Start of Document section

Decision No:  C11/13-14(DLA)

 

 

 

 

SOCIAL SECURITY ADMINISTRATION (NORTHERN IRELAND) ACT 1992

 

SOCIAL SECURITY (NORTHERN IRELAND) ORDER 1998

 

 

DISABILITY LIVING ALLOWANCE

 

 

Application by the claimant for leave to appeal

and appeal to a Social Security Commissioner

on a question of law from a Tribunal’s decision

dated 20 September 2012

 

 

DECISION OF THE SOCIAL SECURITY COMMISSIONER

 

 

1.     This is a claimant’s application for leave to appeal from the decision of an appeal tribunal sitting at Banbridge on 20 September 2012.

 

2.     I grant leave to appeal and proceed to treat and determine the application as if it were an appeal.  However, for the reasons I give below, I disallow the appeal.

 

REASONS

 

         Background

 

3.     The applicant as a child claimed disability living allowance (DLA) from the Department for Social Development (the Department) on the basis of needs arising from phenylketonuria (PKU).  He was initially awarded the low rate of the care component for a fixed period from 12 March 1996 to 24 October 2000.  He was subsequently awarded the middle rate of the care component in a series of five fixed term awards (variously based on attention and supervision needs) until 24 October 2010, when he reached his 20th birthday.  The most recent award was based on supervision needs.  He made a renewal claim, which resulted in disallowance from and including 25 October 2010.  He appealed.  The appeal was originally heard and determined by a tribunal on 26 January 2011, but the tribunal’s decision was set aside under Article 15(7) of the Social Security (NI) Order 1998 by Chief Commissioner Mullan.  The matter was then reheard by a newly constituted tribunal which disallowed the appeal on 20 September 2012.

 

4.     The applicant requested a statement of reasons for the tribunal’s decision, which was issued on 8 January 2013.  The applicant then applied for leave to appeal to the Social Security Commissioner, but the legally qualified member of the tribunal refused the appeal by a determination issued on 6 February 2013.  The applicant then applied to a Social Security Commissioner for leave to appeal.

 

         Grounds

 

5.     The applicant submits that the tribunal has erred in law on the principal ground that it failed to address and apply the “main meal test” relevant to the low rate care component of DLA.  It was further submitted that the tribunal had erred in its approach to the question of attention in connection with the bodily function of feeding.

 

6.     The Department was invited to make observations on the applicant’s grounds.  Mrs Hulbert responded on behalf of the Department.  She submitted that the tribunal had not erred in law for the reason contended but submitted that the tribunal had erred by failing to make any reference to the applicant’s previous award in disallowing the appeal.

 

         The tribunal’s decision

 

7.     In its statement of reasons, the tribunal says that it took the approach that the issue was not about the application of the “main meal test”.  It says that the question was not whether the applicant was able to prepare and cook and serve a conventional meal for one person.  Rather, it was whether he requires assistance with the bodily function of feeding himself.

 

8.     The tribunal accepted the evidence to the effect that the applicant needed to plan and prepare his meals with much greater care and difficulty than someone without his condition.  However, it found that the applicant was an intelligent adult with the intellectual grasp of the requirements of his diet and the tasks necessary to comply with it.  It rejected the account that he had practical difficulty with food preparation and found that he did not reasonably require help with the bodily function of feeding himself for a significant portion of the day.

End of Document section

Please copy out the stretch of the Commissioner's decision from "1.     This is" through "disallow the appeal.", updating "Banbridge" to "Belfast".

Start of Supplied material

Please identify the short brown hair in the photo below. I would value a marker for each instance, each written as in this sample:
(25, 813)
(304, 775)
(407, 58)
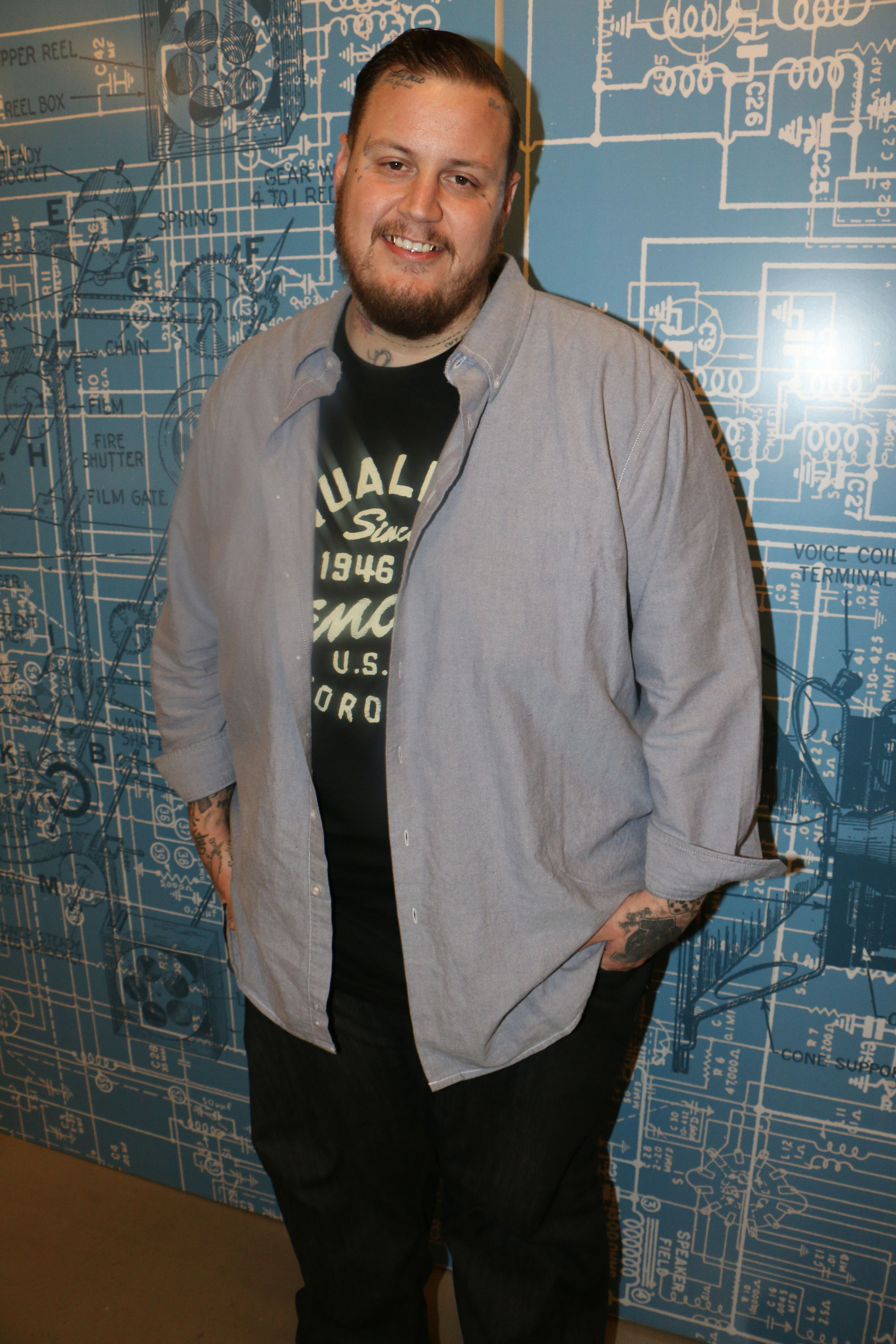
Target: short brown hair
(448, 56)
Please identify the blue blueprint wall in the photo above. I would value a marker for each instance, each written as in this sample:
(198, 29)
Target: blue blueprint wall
(716, 175)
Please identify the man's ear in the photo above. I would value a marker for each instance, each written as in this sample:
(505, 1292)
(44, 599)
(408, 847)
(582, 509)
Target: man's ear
(340, 168)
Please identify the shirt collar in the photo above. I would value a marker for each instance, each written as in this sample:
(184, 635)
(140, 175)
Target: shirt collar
(492, 340)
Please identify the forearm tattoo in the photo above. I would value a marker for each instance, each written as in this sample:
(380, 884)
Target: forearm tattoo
(646, 930)
(210, 828)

End of Supplied material

## The completed task
1.     This is a claimant’s application for leave to appeal from the decision of an appeal tribunal sitting at Belfast on 20 September 2012.

 

2.     I grant leave to appeal and proceed to treat and determine the application as if it were an appeal.  However, for the reasons I give below, I disallow the appeal.